#### Document passage
FSE 2026
Sun 5 - Thu 9 July 2026 Montreal, Canada

Code generation with large language models (LLMs) is highly sensitive to token selection during decoding, particularly at uncertain decision points that influence program logic. While standard strategies such as greedy decoding treat all tokens uniformly, they overlook code-specific uncertainty patterns, leading to suboptimal performance. This paper presents an empirical study revealing that many generation errors stem from token ranking mistakes at high-uncertainty steps, where the correct token is present but not top-ranked.

Motivated by these findings, we propose AdaDec, a lookahead-based uncertainty-guided adaptive decoding framework that integrates a token-level \textit{pause-then-rerank} mechanism driven by token uncertainty. AdaDec learns model-specific uncertainty thresholds and applies a lookahead-based reranking strategy when uncertainty is high. Experiments on HumanEval+, MBPP+, and DevEval benchmarks show that AdaDec improves Pass@1 accuracy by up to 20.9% in absolute terms over greedy decoding, and consistently outperforms state-of-the-art adaptive decoding methods such as AdapT, while reducing computational cost and latency through efficient, selective pausing. Our results highlight the promise of uncertainty-aware adaptive decoding for improving both the reliability and efficiency of LLM-based code generation.

#### Required tasks
1. According to the abstract on adaptive decoding for code generation, by how much does AdaDec improve Pass@1 accuracy over greedy decoding?
2. Rewrite the paragraph of the abstract on adaptive decoding for code generation that begins "Motivated by these findings" as a brief bulleted list, keeping its main facts.

Point localization data

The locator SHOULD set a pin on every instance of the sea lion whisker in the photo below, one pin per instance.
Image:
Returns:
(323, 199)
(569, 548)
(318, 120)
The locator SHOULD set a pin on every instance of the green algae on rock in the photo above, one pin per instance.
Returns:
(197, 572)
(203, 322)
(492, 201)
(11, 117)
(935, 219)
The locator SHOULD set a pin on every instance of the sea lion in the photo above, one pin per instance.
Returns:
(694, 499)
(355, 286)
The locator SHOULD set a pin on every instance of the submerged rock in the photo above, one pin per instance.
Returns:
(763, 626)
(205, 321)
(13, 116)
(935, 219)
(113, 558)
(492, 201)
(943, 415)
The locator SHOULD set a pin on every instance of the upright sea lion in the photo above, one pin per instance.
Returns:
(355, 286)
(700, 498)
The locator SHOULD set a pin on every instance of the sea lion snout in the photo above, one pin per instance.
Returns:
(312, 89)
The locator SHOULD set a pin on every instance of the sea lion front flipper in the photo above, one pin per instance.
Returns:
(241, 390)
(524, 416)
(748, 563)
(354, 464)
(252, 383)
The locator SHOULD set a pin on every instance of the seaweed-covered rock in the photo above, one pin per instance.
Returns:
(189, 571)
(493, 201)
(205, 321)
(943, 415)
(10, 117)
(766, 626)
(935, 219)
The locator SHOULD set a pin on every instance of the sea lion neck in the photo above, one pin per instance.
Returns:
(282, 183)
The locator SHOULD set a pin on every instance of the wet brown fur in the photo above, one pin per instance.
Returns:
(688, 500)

#### Expected outputs
1. By up to 20.9% in absolute terms.

2.
- AdaDec is a lookahead-based, uncertainty-guided adaptive decoding framework with a token-level pause-then-rerank mechanism driven by token uncertainty.
- It learns model-specific uncertainty thresholds and applies lookahead-based reranking when uncertainty is high.
- On HumanEval+, MBPP+, and DevEval, it improves Pass@1 accuracy by up to 20.9% in absolute terms over greedy decoding.
- It consistently outperforms state-of-the-art adaptive decoding methods such as AdapT.
- It reduces computational cost and latency through efficient, selective pausing.
- The results highlight the promise of uncertainty-aware adaptive decoding for more reliable and efficient LLM-based code generation.